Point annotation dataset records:
· · ·
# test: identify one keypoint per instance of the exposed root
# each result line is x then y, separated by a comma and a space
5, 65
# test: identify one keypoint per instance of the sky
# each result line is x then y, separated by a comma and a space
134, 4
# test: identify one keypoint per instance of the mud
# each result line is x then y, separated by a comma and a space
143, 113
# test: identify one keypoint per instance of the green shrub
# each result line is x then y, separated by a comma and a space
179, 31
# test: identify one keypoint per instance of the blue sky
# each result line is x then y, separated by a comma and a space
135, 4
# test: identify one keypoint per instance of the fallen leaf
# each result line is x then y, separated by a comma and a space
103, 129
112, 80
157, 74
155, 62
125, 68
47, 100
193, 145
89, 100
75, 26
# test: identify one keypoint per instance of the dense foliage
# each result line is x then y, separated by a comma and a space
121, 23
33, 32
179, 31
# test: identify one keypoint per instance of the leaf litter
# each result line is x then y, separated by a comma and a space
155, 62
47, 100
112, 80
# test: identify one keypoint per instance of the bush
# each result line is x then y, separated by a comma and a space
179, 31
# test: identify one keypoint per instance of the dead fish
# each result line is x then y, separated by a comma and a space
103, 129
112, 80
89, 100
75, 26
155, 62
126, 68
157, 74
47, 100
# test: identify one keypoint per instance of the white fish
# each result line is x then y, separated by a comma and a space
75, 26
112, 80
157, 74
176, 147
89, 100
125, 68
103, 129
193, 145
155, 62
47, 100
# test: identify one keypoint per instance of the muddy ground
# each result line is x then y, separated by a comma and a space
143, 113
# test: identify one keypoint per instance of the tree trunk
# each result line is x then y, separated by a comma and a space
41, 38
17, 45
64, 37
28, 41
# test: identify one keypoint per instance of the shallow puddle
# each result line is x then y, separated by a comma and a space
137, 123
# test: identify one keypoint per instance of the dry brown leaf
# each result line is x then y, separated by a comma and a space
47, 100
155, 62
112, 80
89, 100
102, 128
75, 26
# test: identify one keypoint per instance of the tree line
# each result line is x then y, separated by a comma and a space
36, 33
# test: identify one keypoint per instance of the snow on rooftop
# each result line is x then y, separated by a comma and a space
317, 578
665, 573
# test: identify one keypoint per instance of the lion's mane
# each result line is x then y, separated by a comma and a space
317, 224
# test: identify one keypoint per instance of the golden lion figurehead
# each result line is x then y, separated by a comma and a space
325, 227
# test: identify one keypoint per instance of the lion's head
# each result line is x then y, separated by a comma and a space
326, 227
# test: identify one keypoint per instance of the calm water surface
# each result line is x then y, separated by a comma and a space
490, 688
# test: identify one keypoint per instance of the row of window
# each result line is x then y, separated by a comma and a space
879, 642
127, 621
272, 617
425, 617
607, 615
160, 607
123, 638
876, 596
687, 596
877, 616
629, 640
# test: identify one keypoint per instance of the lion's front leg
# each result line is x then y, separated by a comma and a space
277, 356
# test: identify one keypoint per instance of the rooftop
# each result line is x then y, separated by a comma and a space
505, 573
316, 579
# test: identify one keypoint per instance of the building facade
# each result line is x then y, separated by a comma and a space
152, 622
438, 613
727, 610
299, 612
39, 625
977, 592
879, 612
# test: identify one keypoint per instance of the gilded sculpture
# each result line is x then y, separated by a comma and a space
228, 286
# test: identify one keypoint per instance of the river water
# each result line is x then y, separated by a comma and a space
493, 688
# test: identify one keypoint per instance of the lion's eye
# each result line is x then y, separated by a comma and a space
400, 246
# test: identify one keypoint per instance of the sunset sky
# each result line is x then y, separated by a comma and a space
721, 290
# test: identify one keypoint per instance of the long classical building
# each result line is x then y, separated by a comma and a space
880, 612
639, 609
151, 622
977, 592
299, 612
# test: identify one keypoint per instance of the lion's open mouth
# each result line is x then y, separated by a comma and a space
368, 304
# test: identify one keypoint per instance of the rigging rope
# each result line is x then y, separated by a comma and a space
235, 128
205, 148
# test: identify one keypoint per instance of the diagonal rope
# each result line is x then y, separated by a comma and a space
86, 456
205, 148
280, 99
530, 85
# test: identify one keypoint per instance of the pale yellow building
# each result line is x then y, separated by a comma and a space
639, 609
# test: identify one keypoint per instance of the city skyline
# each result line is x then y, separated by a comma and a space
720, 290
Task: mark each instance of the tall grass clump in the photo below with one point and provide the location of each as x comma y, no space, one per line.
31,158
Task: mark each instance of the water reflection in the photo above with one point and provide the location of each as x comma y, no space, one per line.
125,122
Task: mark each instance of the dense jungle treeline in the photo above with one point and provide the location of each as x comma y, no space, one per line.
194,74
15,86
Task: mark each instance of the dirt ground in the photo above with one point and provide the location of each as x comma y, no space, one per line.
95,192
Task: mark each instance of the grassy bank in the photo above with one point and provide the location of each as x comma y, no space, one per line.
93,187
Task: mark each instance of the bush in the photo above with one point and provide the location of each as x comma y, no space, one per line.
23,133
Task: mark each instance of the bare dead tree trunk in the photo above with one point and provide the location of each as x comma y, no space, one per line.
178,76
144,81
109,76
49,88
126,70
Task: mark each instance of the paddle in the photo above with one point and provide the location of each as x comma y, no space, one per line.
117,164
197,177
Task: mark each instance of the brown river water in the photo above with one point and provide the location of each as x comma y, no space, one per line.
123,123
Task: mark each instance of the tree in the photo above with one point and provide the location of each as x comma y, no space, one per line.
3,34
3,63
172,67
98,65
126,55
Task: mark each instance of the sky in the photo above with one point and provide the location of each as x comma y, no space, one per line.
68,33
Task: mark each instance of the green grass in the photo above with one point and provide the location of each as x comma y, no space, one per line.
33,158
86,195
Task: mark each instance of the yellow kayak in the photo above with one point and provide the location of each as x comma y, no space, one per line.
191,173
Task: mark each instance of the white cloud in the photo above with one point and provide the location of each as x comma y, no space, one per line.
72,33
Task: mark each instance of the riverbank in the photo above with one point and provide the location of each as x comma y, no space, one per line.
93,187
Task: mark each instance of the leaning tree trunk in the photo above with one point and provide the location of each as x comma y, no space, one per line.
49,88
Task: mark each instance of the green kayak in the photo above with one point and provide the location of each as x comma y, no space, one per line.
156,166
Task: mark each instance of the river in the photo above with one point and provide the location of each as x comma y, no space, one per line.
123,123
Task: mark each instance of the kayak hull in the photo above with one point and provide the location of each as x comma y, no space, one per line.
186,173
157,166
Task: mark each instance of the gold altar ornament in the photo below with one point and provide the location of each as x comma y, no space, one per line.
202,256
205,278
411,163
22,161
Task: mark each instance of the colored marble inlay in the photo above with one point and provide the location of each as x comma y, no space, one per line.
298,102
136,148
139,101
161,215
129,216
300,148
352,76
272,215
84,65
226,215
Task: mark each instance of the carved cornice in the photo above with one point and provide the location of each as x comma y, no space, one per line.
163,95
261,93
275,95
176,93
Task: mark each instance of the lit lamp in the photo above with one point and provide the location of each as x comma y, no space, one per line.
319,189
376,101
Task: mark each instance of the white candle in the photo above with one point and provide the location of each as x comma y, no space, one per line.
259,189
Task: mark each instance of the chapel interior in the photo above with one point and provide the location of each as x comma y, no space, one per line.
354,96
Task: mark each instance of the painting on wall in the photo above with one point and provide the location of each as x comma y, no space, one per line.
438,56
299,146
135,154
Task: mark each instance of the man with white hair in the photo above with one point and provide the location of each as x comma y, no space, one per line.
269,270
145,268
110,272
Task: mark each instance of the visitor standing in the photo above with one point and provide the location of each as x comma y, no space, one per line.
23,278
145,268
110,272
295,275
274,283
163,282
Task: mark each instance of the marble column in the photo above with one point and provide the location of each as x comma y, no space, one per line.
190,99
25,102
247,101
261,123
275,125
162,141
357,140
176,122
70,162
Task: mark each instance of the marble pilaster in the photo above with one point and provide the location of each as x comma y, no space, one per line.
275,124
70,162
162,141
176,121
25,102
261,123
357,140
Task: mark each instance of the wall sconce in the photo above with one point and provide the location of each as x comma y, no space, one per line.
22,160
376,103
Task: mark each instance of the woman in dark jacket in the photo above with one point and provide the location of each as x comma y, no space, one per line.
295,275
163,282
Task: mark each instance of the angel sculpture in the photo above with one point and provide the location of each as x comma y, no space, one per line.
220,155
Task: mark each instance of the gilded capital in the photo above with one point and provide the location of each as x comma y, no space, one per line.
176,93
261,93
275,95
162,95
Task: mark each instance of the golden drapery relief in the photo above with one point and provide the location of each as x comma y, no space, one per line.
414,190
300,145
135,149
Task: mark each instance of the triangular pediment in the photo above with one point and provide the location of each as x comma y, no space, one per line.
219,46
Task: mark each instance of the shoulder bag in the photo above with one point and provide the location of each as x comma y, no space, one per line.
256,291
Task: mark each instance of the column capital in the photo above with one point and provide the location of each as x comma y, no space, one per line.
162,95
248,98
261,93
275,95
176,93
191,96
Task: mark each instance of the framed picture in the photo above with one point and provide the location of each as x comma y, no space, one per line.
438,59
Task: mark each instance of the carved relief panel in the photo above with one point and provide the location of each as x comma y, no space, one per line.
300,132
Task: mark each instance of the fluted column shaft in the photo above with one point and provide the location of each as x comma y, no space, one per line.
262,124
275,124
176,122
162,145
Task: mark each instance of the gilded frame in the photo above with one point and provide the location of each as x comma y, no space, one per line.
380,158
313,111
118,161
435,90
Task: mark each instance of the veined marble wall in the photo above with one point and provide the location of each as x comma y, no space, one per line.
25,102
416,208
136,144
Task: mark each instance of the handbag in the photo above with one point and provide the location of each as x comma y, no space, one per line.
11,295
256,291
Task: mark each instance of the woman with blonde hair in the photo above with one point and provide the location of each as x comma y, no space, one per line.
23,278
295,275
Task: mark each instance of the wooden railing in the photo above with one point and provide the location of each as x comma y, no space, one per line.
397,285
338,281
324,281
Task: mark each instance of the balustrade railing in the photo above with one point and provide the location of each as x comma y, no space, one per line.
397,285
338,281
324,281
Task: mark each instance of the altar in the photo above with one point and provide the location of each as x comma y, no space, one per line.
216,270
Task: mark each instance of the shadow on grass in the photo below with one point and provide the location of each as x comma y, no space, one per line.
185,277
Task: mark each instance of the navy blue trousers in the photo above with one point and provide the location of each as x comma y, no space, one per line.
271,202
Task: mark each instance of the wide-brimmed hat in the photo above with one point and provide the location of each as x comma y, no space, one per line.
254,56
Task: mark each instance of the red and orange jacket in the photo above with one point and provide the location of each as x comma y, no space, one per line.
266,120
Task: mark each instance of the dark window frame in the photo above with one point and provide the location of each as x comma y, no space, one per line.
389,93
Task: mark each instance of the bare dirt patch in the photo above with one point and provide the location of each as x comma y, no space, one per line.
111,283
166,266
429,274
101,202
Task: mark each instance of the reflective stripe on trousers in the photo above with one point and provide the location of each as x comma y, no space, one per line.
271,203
· · ·
Work required:
Write out again, unchanged, every line from the line containing "Task: mark each instance of the wide-brimmed" to the final line of the material above.

Written response:
Task: mark each instance of the wide-brimmed hat in the photo above with one point and provide the location of each as x comma y, no space, one per line.
254,56
Task: mark each instance of the red and orange jacket in the photo above with one point and provide the location of each as x comma y, no space, one per line.
266,120
Task: mark each instance of the dark window frame in the photo above with one point and provide the location of each as x comma y, no space, one per line.
389,93
Task: mark each instance of the bare dirt patch in the photo above with one point and provide the location of each as x comma y, no space, one per line.
111,283
166,266
429,274
101,202
Task: mark each instance of the reflective stripe on trousers in the photo above with one point and provide the location of each as x comma y, no space, one per line.
271,203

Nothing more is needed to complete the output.